### Source text
Some things that help for me (whether in private practice or employed):

-Do 90 minute intakes and 30-minute follow ups
-Build in admin time, even if it is a lunch hour. Try to use time efficiently so that you can typically go for a walk, scroll SDN, or do whatever you want in that downtime.
-Manage your panel so that you have schedule openings for urgent cases. Having several acute patients with no way to manage them except working them in before or after-hours is stressful (and so is ignoring the issue and dealing with a bad outcome).
-If you have a niche interest consider building a practice geared toward that (for example, psychosis, trauma, substance abuse). If in private practice, consider developing a therapy panel (interesting work that decreases the overall panel size significantly).
-Maintain good boundaries. Avoid doing lots of out-of-session work or after hours work. For example, try to fill out paperwork with the patient in session where they can provide additional info and clarification.

I also recommend varying things up. If you have some time dedicated to another activity like research, leadership, or clinical care in another setting that can break up the "grind."

If I worked only outpatient clinical, I would do 0.8 FTE and work four eight-hour days if finances allowed. I think five days of a close to fully-booked schedule would likely burn me out. With a slower, gentler pace I find outpatient work to be pretty rewarding and probably the best practice setting in psychiatry.
 
Question for those with long term attending experience. What are some job tips/hacks you added later in your career to avoid burnout?

Work hardest early in your career like first decade then naturally you can scale back. Nothing beats this. This is what my attending told me and too many around me were crusiing around doing 20-25 hr work weeks for a few years post residency now they are in late 30s/early 40s realizing they should have done more early on and its been more challenging to get high paying jobs vs when they were in highest demand when first out.


Compound working leads to compounded investing which leads to sub 50 FIRE and work for fun lifestyle. Good luck it def wasn't easy but 0 regrets working my tail off then the stock market further compounded all that so a little luck never hurts.

### Recorded data
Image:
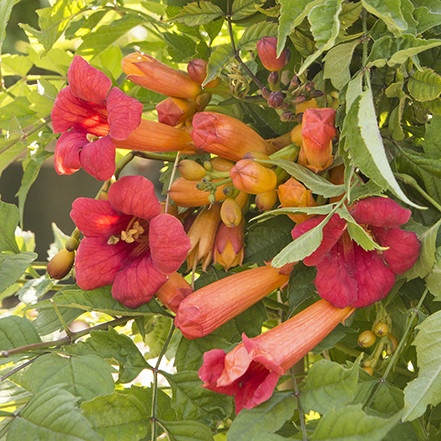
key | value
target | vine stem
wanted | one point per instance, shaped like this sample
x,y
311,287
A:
x,y
397,352
155,384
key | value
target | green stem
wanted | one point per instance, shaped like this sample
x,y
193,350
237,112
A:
x,y
155,384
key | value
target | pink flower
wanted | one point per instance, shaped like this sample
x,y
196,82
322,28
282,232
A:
x,y
90,113
348,275
128,242
253,368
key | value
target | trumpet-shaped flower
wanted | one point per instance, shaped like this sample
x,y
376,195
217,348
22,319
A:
x,y
128,242
90,113
252,369
347,274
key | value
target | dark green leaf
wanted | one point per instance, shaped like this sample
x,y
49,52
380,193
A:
x,y
351,423
192,402
86,377
13,266
52,415
118,417
328,385
266,418
111,345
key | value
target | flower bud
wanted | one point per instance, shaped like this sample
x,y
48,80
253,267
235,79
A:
x,y
173,291
146,71
197,71
267,51
276,99
231,213
60,265
202,234
229,246
186,194
174,111
226,136
191,170
317,133
253,178
266,201
294,194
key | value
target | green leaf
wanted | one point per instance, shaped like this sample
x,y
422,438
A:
x,y
264,419
5,12
426,389
86,377
110,345
197,13
17,331
180,47
107,35
363,142
54,20
301,247
52,415
13,266
101,300
217,60
350,423
292,13
337,62
265,239
389,11
312,181
186,430
118,417
192,402
244,8
254,33
9,217
327,386
425,84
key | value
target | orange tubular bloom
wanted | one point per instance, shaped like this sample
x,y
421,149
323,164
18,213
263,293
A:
x,y
252,369
174,111
185,194
226,136
252,177
294,194
229,246
317,133
202,234
152,136
174,291
214,305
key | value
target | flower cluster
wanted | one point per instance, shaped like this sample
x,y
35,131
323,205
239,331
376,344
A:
x,y
132,245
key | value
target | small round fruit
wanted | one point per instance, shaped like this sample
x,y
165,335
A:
x,y
381,329
366,339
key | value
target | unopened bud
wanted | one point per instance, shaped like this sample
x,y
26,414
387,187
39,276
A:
x,y
191,170
231,214
60,265
276,99
267,51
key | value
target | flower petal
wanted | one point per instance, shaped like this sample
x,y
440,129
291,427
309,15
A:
x,y
332,232
169,244
71,112
137,284
97,263
88,83
379,212
135,195
98,158
67,152
404,248
96,218
124,114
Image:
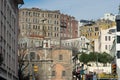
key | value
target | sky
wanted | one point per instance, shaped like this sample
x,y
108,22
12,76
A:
x,y
80,9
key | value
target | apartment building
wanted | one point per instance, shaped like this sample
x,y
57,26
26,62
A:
x,y
52,64
105,40
79,44
69,27
109,16
117,47
35,22
9,38
92,30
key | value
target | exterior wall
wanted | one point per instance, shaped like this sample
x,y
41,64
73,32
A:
x,y
77,43
92,31
106,40
117,54
50,65
9,38
35,22
70,30
109,16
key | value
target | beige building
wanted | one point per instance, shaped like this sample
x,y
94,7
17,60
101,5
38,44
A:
x,y
9,38
91,30
49,64
35,22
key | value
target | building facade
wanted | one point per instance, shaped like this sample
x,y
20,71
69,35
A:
x,y
69,27
105,40
51,64
92,30
36,22
80,44
9,38
117,47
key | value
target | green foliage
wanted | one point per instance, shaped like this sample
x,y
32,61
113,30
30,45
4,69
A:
x,y
95,56
1,59
84,58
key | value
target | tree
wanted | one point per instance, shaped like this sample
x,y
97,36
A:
x,y
22,66
1,58
84,58
95,56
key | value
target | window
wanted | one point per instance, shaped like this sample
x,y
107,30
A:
x,y
118,25
118,54
32,55
118,39
53,73
96,28
109,38
105,38
63,73
106,47
60,57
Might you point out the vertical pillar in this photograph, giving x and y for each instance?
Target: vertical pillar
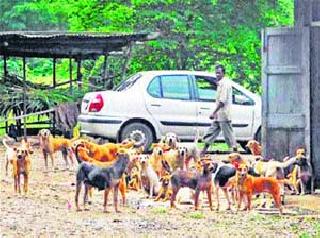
(70, 73)
(105, 72)
(54, 73)
(79, 76)
(24, 100)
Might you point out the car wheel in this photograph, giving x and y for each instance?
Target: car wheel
(243, 145)
(258, 136)
(139, 132)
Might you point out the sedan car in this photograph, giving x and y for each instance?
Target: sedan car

### Exercise set
#1 Decide whether each statement agrees with the burnout text, answering yes or no and quoting the words of the text that settle it. (a) The text recommends 60-minute intakes. (b) The text suggests filling out paperwork with the patient during the session. (c) The text says that, if working only outpatient clinical, the writer would choose five eight-hour days.
#2 Return the passage of the burnout text from "Some things that" up to and including "a bad outcome).", copied word for word.

### Task-by-task answers
#1
(a) No: "Do 90 minute intakes and 30-minute follow ups"
(b) Yes: "try to fill out paperwork with the patient in session"
(c) No: "I would do 0.8 FTE and work four eight-hour days if finances allowed"

#2
Some things that help for me (whether in private practice or employed):

-Do 90 minute intakes and 30-minute follow ups
-Build in admin time, even if it is a lunch hour. Try to use time efficiently so that you can typically go for a walk, scroll SDN, or do whatever you want in that downtime.
-Manage your panel so that you have schedule openings for urgent cases. Having several acute patients with no way to manage them except working them in before or after-hours is stressful (and so is ignoring the issue and dealing with a bad outcome).